(Beginning of SOURCE DATA)

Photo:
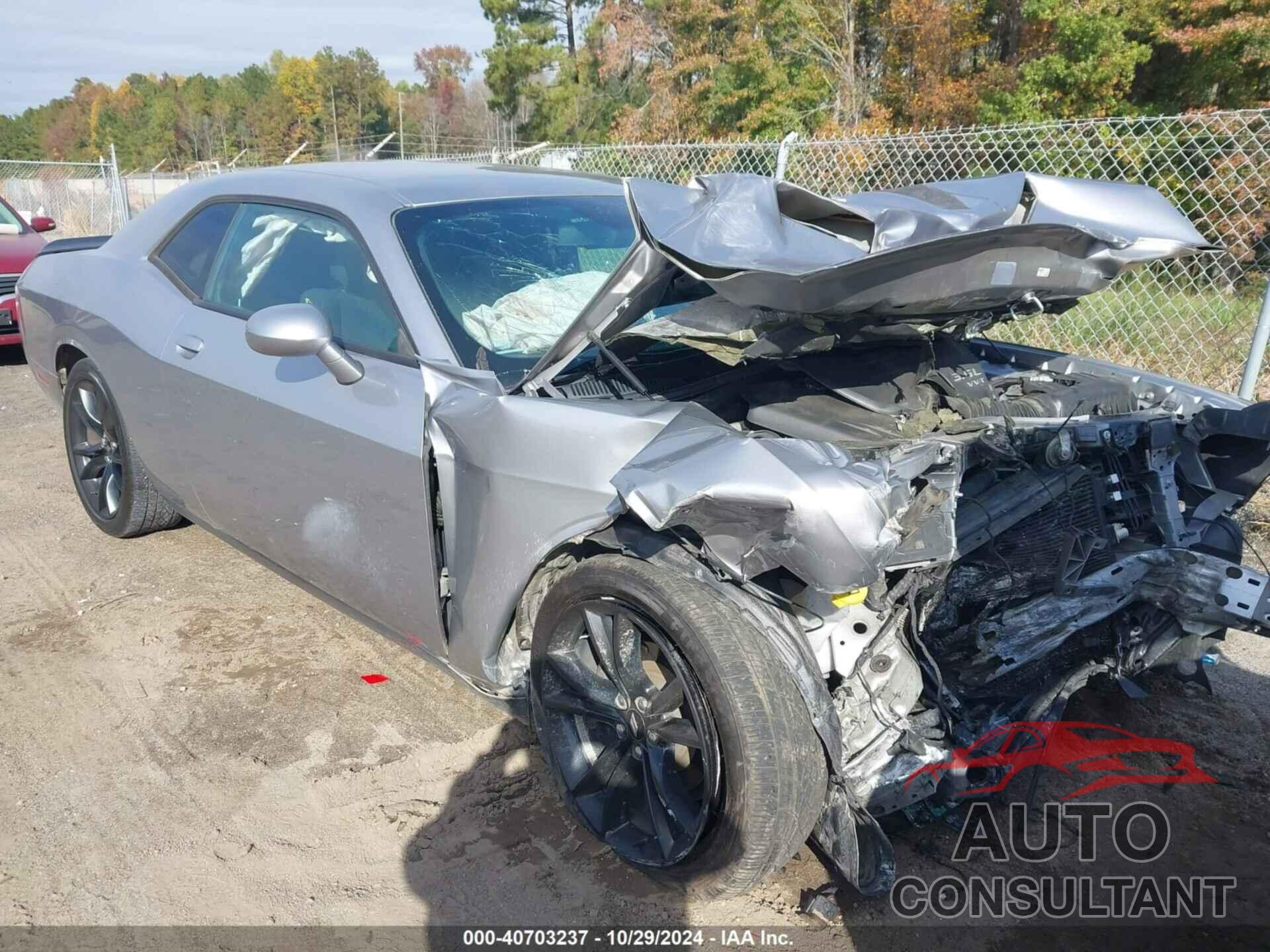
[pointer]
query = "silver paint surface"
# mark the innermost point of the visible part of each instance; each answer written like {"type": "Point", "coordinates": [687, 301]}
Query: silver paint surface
{"type": "Point", "coordinates": [331, 481]}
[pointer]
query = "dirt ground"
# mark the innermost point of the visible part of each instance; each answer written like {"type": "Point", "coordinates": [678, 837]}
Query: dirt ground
{"type": "Point", "coordinates": [186, 739]}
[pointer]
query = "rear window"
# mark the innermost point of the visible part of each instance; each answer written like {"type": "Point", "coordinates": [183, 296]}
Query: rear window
{"type": "Point", "coordinates": [508, 276]}
{"type": "Point", "coordinates": [190, 253]}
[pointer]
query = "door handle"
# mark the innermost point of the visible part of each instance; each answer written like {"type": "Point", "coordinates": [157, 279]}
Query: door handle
{"type": "Point", "coordinates": [189, 346]}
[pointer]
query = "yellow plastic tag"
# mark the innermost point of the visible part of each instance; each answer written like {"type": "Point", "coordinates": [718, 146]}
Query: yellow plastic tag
{"type": "Point", "coordinates": [850, 598]}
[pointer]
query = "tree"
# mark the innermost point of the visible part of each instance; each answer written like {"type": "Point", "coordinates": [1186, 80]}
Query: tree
{"type": "Point", "coordinates": [1081, 59]}
{"type": "Point", "coordinates": [1210, 54]}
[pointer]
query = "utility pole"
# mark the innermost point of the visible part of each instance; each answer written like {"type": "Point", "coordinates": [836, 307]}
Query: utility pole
{"type": "Point", "coordinates": [334, 121]}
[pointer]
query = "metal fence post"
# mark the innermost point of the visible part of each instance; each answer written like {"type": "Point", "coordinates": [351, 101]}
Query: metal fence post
{"type": "Point", "coordinates": [1257, 348]}
{"type": "Point", "coordinates": [118, 190]}
{"type": "Point", "coordinates": [783, 157]}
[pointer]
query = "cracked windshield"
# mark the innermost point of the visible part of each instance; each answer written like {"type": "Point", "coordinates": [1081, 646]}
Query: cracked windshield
{"type": "Point", "coordinates": [507, 277]}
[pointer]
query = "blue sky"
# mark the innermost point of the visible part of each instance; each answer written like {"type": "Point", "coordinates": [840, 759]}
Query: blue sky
{"type": "Point", "coordinates": [52, 42]}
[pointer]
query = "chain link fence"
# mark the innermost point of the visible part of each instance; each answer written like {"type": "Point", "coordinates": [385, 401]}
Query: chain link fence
{"type": "Point", "coordinates": [1191, 319]}
{"type": "Point", "coordinates": [84, 198]}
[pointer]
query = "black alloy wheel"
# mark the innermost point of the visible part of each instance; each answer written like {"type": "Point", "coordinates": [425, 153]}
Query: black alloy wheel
{"type": "Point", "coordinates": [95, 448]}
{"type": "Point", "coordinates": [630, 731]}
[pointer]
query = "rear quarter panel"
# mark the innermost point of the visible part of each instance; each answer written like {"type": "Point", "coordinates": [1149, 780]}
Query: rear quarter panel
{"type": "Point", "coordinates": [118, 311]}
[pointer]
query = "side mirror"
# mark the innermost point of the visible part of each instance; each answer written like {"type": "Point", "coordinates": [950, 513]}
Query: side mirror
{"type": "Point", "coordinates": [300, 331]}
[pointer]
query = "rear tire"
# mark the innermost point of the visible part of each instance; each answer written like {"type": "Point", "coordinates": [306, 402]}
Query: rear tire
{"type": "Point", "coordinates": [110, 477]}
{"type": "Point", "coordinates": [771, 768]}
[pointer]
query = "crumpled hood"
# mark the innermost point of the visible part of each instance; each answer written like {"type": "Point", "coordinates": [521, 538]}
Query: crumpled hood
{"type": "Point", "coordinates": [943, 248]}
{"type": "Point", "coordinates": [931, 253]}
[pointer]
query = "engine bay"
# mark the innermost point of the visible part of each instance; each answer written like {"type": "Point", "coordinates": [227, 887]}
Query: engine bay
{"type": "Point", "coordinates": [1064, 524]}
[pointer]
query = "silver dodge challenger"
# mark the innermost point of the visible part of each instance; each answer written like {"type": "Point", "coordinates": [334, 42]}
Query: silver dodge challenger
{"type": "Point", "coordinates": [727, 487]}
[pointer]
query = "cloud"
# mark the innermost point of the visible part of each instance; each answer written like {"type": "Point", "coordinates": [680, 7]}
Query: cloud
{"type": "Point", "coordinates": [55, 42]}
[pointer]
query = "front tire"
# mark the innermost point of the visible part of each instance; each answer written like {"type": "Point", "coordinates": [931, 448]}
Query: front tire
{"type": "Point", "coordinates": [110, 477]}
{"type": "Point", "coordinates": [672, 728]}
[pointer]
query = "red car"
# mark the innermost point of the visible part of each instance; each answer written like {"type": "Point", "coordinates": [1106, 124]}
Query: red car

(End of SOURCE DATA)

Reproduce every record word for word. The copy must contain no pictures.

- _EXPECTED ANSWER_:
Photo:
[pointer]
query = "silver paint surface"
# mark the innermost point of the visible part of each instance; each answer written like {"type": "Point", "coordinates": [687, 301]}
Query: silver paint surface
{"type": "Point", "coordinates": [331, 481]}
[pointer]
query = "dirt ground"
# mark the innermost point of the visible part of each instance; each answer written like {"type": "Point", "coordinates": [678, 837]}
Query: dirt ground
{"type": "Point", "coordinates": [186, 739]}
[pointer]
query = "rear window"
# mark the innermost point of the visible part of each instance; each answer written like {"type": "Point", "coordinates": [183, 296]}
Query: rear window
{"type": "Point", "coordinates": [508, 276]}
{"type": "Point", "coordinates": [190, 253]}
[pointer]
query = "door handle"
# mark the innermost point of the visible part of each instance; each answer written like {"type": "Point", "coordinates": [157, 279]}
Query: door handle
{"type": "Point", "coordinates": [189, 346]}
[pointer]
query = "yellow plastic tag"
# mark the innermost point of the visible part of each instance; each answer written like {"type": "Point", "coordinates": [718, 146]}
Query: yellow plastic tag
{"type": "Point", "coordinates": [850, 598]}
[pointer]
query = "tree"
# mark the innermost point of the visible part of each instance; each answer written like {"type": "Point", "coordinates": [1186, 80]}
Query: tree
{"type": "Point", "coordinates": [1081, 59]}
{"type": "Point", "coordinates": [1210, 54]}
[pointer]
query = "utility pole"
# mark the innermost point of the visible part of each instance; each answer written like {"type": "Point", "coordinates": [836, 307]}
Query: utility pole
{"type": "Point", "coordinates": [334, 121]}
[pointer]
query = "metal fence post"
# mark the innermost point of the visible part of each instance; each answer written like {"type": "Point", "coordinates": [351, 101]}
Query: metal fence post
{"type": "Point", "coordinates": [1257, 348]}
{"type": "Point", "coordinates": [118, 190]}
{"type": "Point", "coordinates": [783, 157]}
[pointer]
query = "cracked windshield"
# mark the innermost point of the visible part of each instance; each answer written like {"type": "Point", "coordinates": [1081, 646]}
Query: cracked windshield
{"type": "Point", "coordinates": [507, 277]}
[pointer]
query = "blue sky"
# mark the innermost point of the visible part of each instance; each answer written like {"type": "Point", "coordinates": [840, 759]}
Query: blue sky
{"type": "Point", "coordinates": [52, 42]}
[pointer]
query = "chain link fence"
# mark the innermost point of the visible part of each instance; each answer written like {"type": "Point", "coordinates": [385, 401]}
Query: chain link fence
{"type": "Point", "coordinates": [1191, 319]}
{"type": "Point", "coordinates": [84, 198]}
[pointer]
query = "black alloy wheel"
# mark the innermost point of the visible part of each instance; each answer written like {"type": "Point", "coordinates": [425, 153]}
Query: black alloy wheel
{"type": "Point", "coordinates": [95, 448]}
{"type": "Point", "coordinates": [630, 731]}
[pointer]
query = "rear quarter panel"
# mark the innermost point of the visible part of each instance; each answer written like {"type": "Point", "coordinates": [1149, 780]}
Query: rear quarter panel
{"type": "Point", "coordinates": [118, 311]}
[pointer]
query = "side mirror"
# mark the innermost point of the visible part of each instance; each answer written like {"type": "Point", "coordinates": [950, 513]}
Query: side mirror
{"type": "Point", "coordinates": [300, 331]}
[pointer]
query = "rear tire"
# mark the innermost point of the visible part of each instance; each answer written like {"type": "Point", "coordinates": [306, 402]}
Query: rear tire
{"type": "Point", "coordinates": [110, 477]}
{"type": "Point", "coordinates": [771, 768]}
[pointer]
query = "crumpled hood"
# mark the innermost point of the visible part of each instance; each answer written like {"type": "Point", "coordinates": [521, 538]}
Query: crumpled hood
{"type": "Point", "coordinates": [943, 248]}
{"type": "Point", "coordinates": [931, 253]}
[pointer]
query = "engine bay"
# mark the innermost point of the visible part of each instance; each answer written like {"type": "Point", "coordinates": [227, 887]}
Query: engine bay
{"type": "Point", "coordinates": [1064, 524]}
[pointer]
query = "silver dodge challenger"
# mark the innermost point of the visible part of each instance; each answer written like {"type": "Point", "coordinates": [334, 42]}
Query: silver dodge challenger
{"type": "Point", "coordinates": [727, 487]}
[pointer]
query = "cloud"
# mark the innermost point of the visible part of each instance; each answer written like {"type": "Point", "coordinates": [680, 7]}
Query: cloud
{"type": "Point", "coordinates": [55, 42]}
[pointer]
query = "front tire"
# mark the innermost point of the visible part of each instance; each answer written like {"type": "Point", "coordinates": [931, 448]}
Query: front tire
{"type": "Point", "coordinates": [110, 477]}
{"type": "Point", "coordinates": [672, 728]}
[pointer]
query = "red car"
# mark the innermost point of the visible part of each instance; each answer written like {"type": "Point", "coordinates": [1106, 124]}
Query: red car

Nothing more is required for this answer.